# DOCUMENT PASSAGE start

Thursday, September 30, 2010

My Newscast With Tony Curtis

Another Hollywood great just passed on. Actor Tony Curtis has died at the age of 85, leaving behind more than 100 films where he'll always be the textbook definition of a movie star, handsome and dashing.

My brush with his greatness wasn't even a brush. I got to watch him through a glass window as he appeared live on the set of KOLD News 13 at 5:00 in February 2000. He was in town after a Tucson family won him for a day as part of a Turner Classic Movies contest.

"Guess who you get to interview today?" I told Barbara Grijalva, as I was producing the newscast. "Tony Curtis!"

I can't remember if she was a bit puzzled or awed by it. I was pretty nervous myself, being only on the job for a couple of months and not wanting to blow a big event. Curtis' handler also had a loose schedule, meaning they knew he was to appear on the 5:00 news, but he could very well walk into the building at 5:05 -- which he did.

During a commercial break, we sat him next to Barbara, who went on to painlessly quiz him on his visit to Tucson and his career at this point while I sat in the control room and made sure the director ran clips of his movies while he talked. Curtis, true to form, was the absolute gentleman, the guy I loved watching in The Great Race, Operation Petticoat and The Greatest Show On Earth, although people will always say "he was best remembered for his role in Some Like It Hot."

Curtis ended the interview unexpectedly and yet politely by getting up off the set, thanking Barbara while he took off his microphone. He walked off into the newsroom, probably shaking a few hands along the way. The Hollywood legend also left my anchor a parting gift: a sketch on the back of a notebook of a cat watching a fish in a bowl, demonstrating his blossoming artistic side.

The next day, he rode in the famous Tucson Rodeo Parade and enjoyed a whirlwind tour of the Old Pueblo. If he came back here before he died, I never knew about it, but I wished I could've told him just once, "I loved you as The Great Leslie."

Political Football

Congress just took off for recess with a stack of unfinished business, as your elected officials decided to avoid giving their November opponents any more fodder for campaign ads. "They couldn't even pass a budget!" screams the headline in the Drudge Report.

# DOCUMENT PASSAGE end
# DATA LINES start

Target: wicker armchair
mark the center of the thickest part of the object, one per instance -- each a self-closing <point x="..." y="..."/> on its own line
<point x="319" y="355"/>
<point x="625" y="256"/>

# DATA LINES end

Pick up the blog post about Tony Curtis's KOLD newscast appearance and the congressional recess, and continue it from its last sentence.

** RESPONSE BELOW **
To some it's slacking. To others it's basic time management. Why waste hours of debate on things that could be radically altered or DOA after the midterms? In football, punting is not only an admission you can't keep a drive alive but also a tactic designed to set your opponent back. If Congress does indeed turn over to a Republican majority, the budget will now be their problem, along with all those other items on the list.

Then there's punting because you don't know how to score, don't want to score, are afraid to score, or think you're playing tennis. Here in FrancisPage's hometown of Tucson, the city and the board in charge of downtown redevelopment have been tossing a hotel project back and forth like a hand grenade. Nobody wants to greenlight would could be another expensive boondoggle. Nobody wants to kill another Rio Nuevo development and add another failure to an embarrassing list of misfires going back a decade. I remember a chiropractor in the Rio Grande Valley used to drive a van around with a model of a human spine on top. Many somebody could rent that and park it in front of City Hall as a friendly suggestion.

On the election day ballot, you will see 10 state propositions, nine of which were put there by lawmakers. To be sure, your Grand Canyon State congresspeople had no choice to put some of their actions to a public vote. Please don't punt on these.

Sunday, September 26, 2010

The John & Rodney Show With Guest Stars David & Jerry

A few thoughts that crossed my synapses during tonight's Arizona senatorial debate:
  • Will Democratic contender Rodney Glassman's Chuck The Painter be the next Joe The Plumber? More importantly, will anybody track down Chuck?

  • Libertarian David Nolan has a lot of ideas I agree with on limited government. Too bad his party believes in legalizing dope and doesn't believe in political advertising.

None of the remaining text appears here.